**Material provided**
%%

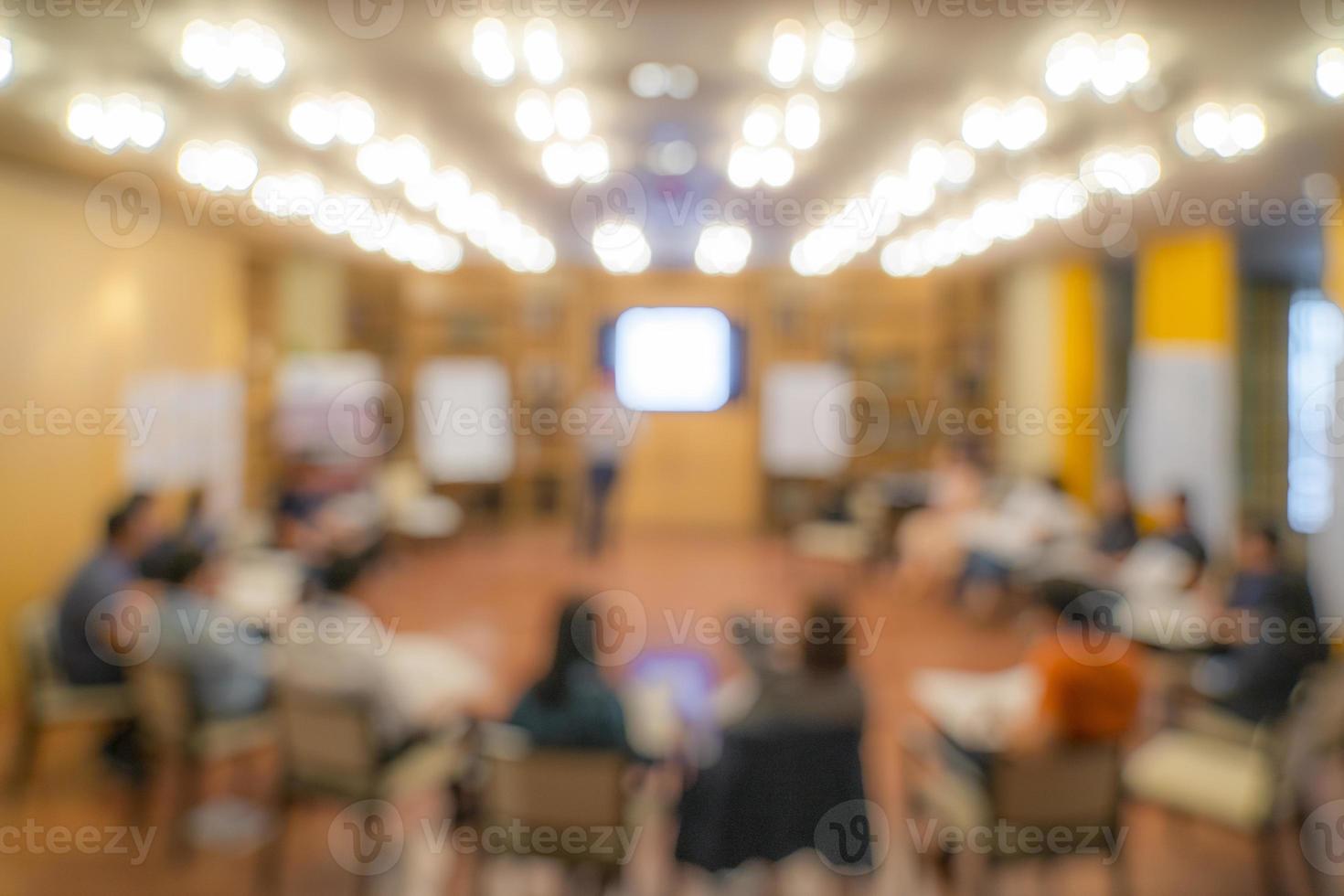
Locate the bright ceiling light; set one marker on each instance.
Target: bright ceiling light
(560, 164)
(649, 80)
(1329, 73)
(788, 51)
(5, 59)
(763, 123)
(1110, 68)
(534, 116)
(220, 53)
(111, 123)
(835, 57)
(722, 249)
(218, 166)
(572, 120)
(542, 50)
(489, 48)
(675, 157)
(775, 166)
(801, 123)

%%

**What needs to be done**
The listing above must be retyped word for word, without the pictures.

**Your response**
Locate the bright ceiling light; set one marker on each instance.
Target: bright ceiling light
(560, 164)
(649, 80)
(1329, 73)
(788, 51)
(5, 59)
(763, 123)
(1110, 68)
(534, 116)
(220, 53)
(111, 123)
(835, 57)
(722, 249)
(218, 166)
(572, 120)
(542, 50)
(489, 48)
(675, 157)
(775, 166)
(801, 123)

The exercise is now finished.